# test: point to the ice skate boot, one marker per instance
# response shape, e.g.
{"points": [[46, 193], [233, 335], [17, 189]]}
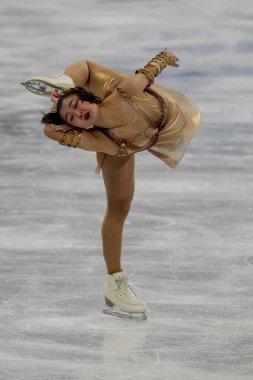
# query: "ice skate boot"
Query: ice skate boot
{"points": [[47, 85], [118, 293]]}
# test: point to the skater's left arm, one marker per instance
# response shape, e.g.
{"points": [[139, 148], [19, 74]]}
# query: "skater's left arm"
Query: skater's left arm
{"points": [[144, 77]]}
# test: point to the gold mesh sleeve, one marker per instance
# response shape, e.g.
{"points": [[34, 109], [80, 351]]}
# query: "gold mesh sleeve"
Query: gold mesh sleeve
{"points": [[155, 66]]}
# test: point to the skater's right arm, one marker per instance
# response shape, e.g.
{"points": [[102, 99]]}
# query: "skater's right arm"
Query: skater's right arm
{"points": [[94, 77], [94, 141]]}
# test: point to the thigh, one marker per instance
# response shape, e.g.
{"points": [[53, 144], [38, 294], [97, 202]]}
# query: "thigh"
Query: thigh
{"points": [[118, 174]]}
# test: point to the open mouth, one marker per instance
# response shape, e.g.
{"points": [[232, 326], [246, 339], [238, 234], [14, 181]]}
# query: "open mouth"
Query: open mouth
{"points": [[87, 116]]}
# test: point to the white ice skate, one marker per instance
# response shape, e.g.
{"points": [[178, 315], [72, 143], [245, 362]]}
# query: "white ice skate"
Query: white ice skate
{"points": [[47, 85], [118, 293]]}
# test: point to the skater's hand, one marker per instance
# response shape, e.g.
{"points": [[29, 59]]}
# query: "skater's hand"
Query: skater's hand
{"points": [[172, 58], [55, 96]]}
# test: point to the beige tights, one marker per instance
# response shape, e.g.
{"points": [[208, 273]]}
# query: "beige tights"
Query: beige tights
{"points": [[118, 174]]}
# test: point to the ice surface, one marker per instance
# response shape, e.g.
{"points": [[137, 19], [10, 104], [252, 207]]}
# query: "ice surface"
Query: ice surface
{"points": [[188, 238]]}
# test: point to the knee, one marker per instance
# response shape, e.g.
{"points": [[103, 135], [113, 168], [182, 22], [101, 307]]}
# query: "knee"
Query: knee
{"points": [[120, 207]]}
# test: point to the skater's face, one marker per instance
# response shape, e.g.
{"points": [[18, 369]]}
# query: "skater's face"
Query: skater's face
{"points": [[77, 112]]}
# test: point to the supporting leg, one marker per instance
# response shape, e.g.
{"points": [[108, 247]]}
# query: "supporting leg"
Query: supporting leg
{"points": [[118, 175]]}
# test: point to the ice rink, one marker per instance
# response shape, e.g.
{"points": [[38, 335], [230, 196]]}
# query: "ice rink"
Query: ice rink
{"points": [[188, 240]]}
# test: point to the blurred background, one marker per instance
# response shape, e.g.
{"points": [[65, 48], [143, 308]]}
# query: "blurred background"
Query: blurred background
{"points": [[196, 220]]}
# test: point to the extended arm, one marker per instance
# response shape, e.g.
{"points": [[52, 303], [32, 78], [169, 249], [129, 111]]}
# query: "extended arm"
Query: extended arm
{"points": [[94, 141], [144, 77]]}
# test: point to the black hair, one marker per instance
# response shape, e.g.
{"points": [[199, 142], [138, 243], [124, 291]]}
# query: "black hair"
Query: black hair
{"points": [[54, 117]]}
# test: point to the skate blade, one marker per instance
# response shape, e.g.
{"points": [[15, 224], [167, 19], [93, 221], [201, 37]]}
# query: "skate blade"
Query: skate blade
{"points": [[134, 316]]}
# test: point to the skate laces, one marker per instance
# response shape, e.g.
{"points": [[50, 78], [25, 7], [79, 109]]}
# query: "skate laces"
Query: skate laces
{"points": [[125, 288]]}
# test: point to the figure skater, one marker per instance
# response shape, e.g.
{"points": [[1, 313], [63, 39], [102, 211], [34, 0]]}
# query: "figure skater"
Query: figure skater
{"points": [[116, 115]]}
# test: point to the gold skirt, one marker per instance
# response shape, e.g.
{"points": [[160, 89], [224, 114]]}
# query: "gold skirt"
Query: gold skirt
{"points": [[179, 129]]}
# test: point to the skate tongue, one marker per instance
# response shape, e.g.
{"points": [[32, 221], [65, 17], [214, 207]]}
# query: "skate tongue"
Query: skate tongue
{"points": [[119, 275]]}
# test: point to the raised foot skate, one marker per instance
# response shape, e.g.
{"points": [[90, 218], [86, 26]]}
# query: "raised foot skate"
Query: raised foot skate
{"points": [[122, 314], [47, 85]]}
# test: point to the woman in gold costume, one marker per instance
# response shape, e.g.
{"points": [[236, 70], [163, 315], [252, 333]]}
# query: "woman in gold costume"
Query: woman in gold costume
{"points": [[117, 115]]}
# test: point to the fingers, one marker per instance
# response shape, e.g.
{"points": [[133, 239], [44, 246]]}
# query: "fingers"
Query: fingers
{"points": [[173, 59], [56, 95]]}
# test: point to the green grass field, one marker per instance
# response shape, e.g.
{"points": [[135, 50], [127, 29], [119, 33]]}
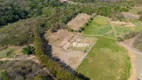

--------

» TO BE DONE: Lay out every line of the data above as a numbered list, skipping blank lines and leaving out the pictures.

» TASK SOLUTION:
1. # test: point to the ice skate boot, one marker per instance
2. # response shape, e.g.
3. {"points": [[46, 193], [233, 335], [17, 189]]}
4. # query: "ice skate boot"
5. Query: ice skate boot
6. {"points": [[47, 85], [118, 293]]}
7. # test: point to the skater's left arm, one marker per instance
8. # response shape, e.g.
9. {"points": [[139, 148], [19, 74]]}
10. # query: "skater's left arm"
11. Query: skater's left arm
12. {"points": [[144, 77]]}
13. # test: point to the gold mesh sleeve, one marker per instance
14. # response shape, e.g.
15. {"points": [[34, 109], [80, 351]]}
16. # query: "gold mesh sleeve"
17. Query: gold mesh sleeve
18. {"points": [[155, 66]]}
19. # test: point to the skater's right arm, one marker per instance
20. # response shape, e.g.
21. {"points": [[102, 99]]}
22. # query: "skater's right arm"
23. Query: skater's right arm
24. {"points": [[94, 77], [94, 141]]}
25. # test: point to the thigh, one marker per instance
26. # response shape, e.g.
27. {"points": [[53, 144], [38, 294], [97, 202]]}
28. # query: "thigh"
29. Query: thigh
30. {"points": [[118, 174]]}
31. # test: point to the open mouth, one marker per instance
32. # response shape, e.g.
33. {"points": [[232, 326], [246, 339], [238, 234], [14, 181]]}
34. # query: "open mouth"
35. Query: open mouth
36. {"points": [[87, 116]]}
37. # test: point to the white ice skate, one marker per instance
38. # response shape, e.g.
39. {"points": [[178, 315], [72, 143], [245, 362]]}
40. # query: "white ice skate"
41. Query: white ice skate
42. {"points": [[47, 85], [118, 293]]}
43. # test: point to the skater's hand, one marker per instance
44. # response shape, e.g.
45. {"points": [[29, 59]]}
46. # query: "skater's hand"
47. Query: skater's hand
48. {"points": [[172, 58], [55, 96]]}
49. # test: point to the beige tights, one marker per instance
50. # response shape, e.g.
51. {"points": [[208, 273]]}
52. # query: "beige tights"
53. Query: beige tights
54. {"points": [[118, 174]]}
55. # test: point to the ice surface, one marker per instance
56. # response shape, e.g.
57. {"points": [[137, 19], [10, 104], [252, 207]]}
58. # query: "ice surface"
59. Query: ice surface
60. {"points": [[188, 238]]}
61. # test: point to the knee, one marker per instance
62. # response shape, e.g.
63. {"points": [[103, 135], [113, 168], [182, 22], [101, 307]]}
64. # query: "knee"
65. Query: knee
66. {"points": [[120, 207]]}
67. # test: point to the skater's face, one marker per instance
68. # response shape, e.g.
69. {"points": [[18, 369]]}
70. # query: "skater's face"
71. Query: skater's face
72. {"points": [[77, 112]]}
73. # test: point to the supporting leg, one marker per instance
74. # response shape, e.g.
75. {"points": [[108, 247]]}
76. # query: "supporting leg"
77. Query: supporting leg
78. {"points": [[118, 175]]}
79. # test: point to the ice rink, one marker per instance
80. # response shape, e.g.
81. {"points": [[38, 335], [230, 196]]}
82. # query: "ice rink"
83. Query: ice rink
84. {"points": [[188, 240]]}
85. # test: point to the blurred background, one marker per instance
86. # response shape, e.g.
87. {"points": [[65, 48], [143, 308]]}
88. # query: "blurred background"
89. Query: blurred background
90. {"points": [[196, 220]]}
91. # test: point to the extended arm, one marker per instance
92. # response shape, e.g.
93. {"points": [[52, 303], [32, 78], [169, 249], [129, 111]]}
94. # query: "extended arm"
95. Query: extended arm
96. {"points": [[94, 141], [144, 77]]}
97. # test: point to the black hair, one marker per instance
98. # response shape, e.g.
99. {"points": [[199, 142], [138, 243], [124, 291]]}
100. # query: "black hair"
101. Query: black hair
102. {"points": [[54, 117]]}
103. # test: point to the skate blade, one marker per instance
104. # response shape, e.g.
105. {"points": [[15, 224], [167, 19], [93, 221], [201, 37]]}
106. # query: "skate blade"
107. Query: skate blade
108. {"points": [[134, 316]]}
109. # test: point to the skate laces, one marker per instance
110. # response shape, e.g.
111. {"points": [[50, 78], [25, 7], [79, 109]]}
112. # query: "skate laces"
113. Query: skate laces
114. {"points": [[125, 288]]}
115. # test: point to the figure skater, one marker per instance
116. # response shape, e.g.
117. {"points": [[1, 313], [63, 39], [102, 211], [34, 0]]}
118. # query: "figure skater"
119. Query: figure skater
120. {"points": [[116, 115]]}
121. # test: point to the gold skirt, one marker per instance
122. # response shape, e.g.
123. {"points": [[160, 89], [224, 114]]}
124. # query: "gold skirt"
125. Query: gold skirt
126. {"points": [[179, 129]]}
127. # test: point to the skate tongue, one marker per instance
128. # response shape, e.g.
129. {"points": [[32, 221], [65, 17], [214, 207]]}
130. # query: "skate tongue"
131. Query: skate tongue
132. {"points": [[119, 275]]}
133. # test: point to the raised foot skate, one marker per instance
134. # response shape, e.g.
135. {"points": [[90, 218], [86, 26]]}
136. # query: "raised foot skate"
137. Query: raised foot skate
138. {"points": [[122, 314], [47, 85]]}
139. # test: point to the woman in gold costume, one marker per instance
140. # response shape, e.g.
141. {"points": [[236, 70], [163, 315], [252, 333]]}
142. # query: "woman in gold costume"
143. Query: woman in gold costume
144. {"points": [[117, 115]]}
145. # test: point to the fingers, one marker per instance
146. # response shape, e.g.
147. {"points": [[133, 239], [44, 246]]}
148. # query: "fingers"
149. Query: fingers
150. {"points": [[173, 59], [56, 95]]}
151. # test: point to the green grass field, one marker per instance
152. # response shape, e.g.
153. {"points": [[135, 50], [127, 29], [119, 33]]}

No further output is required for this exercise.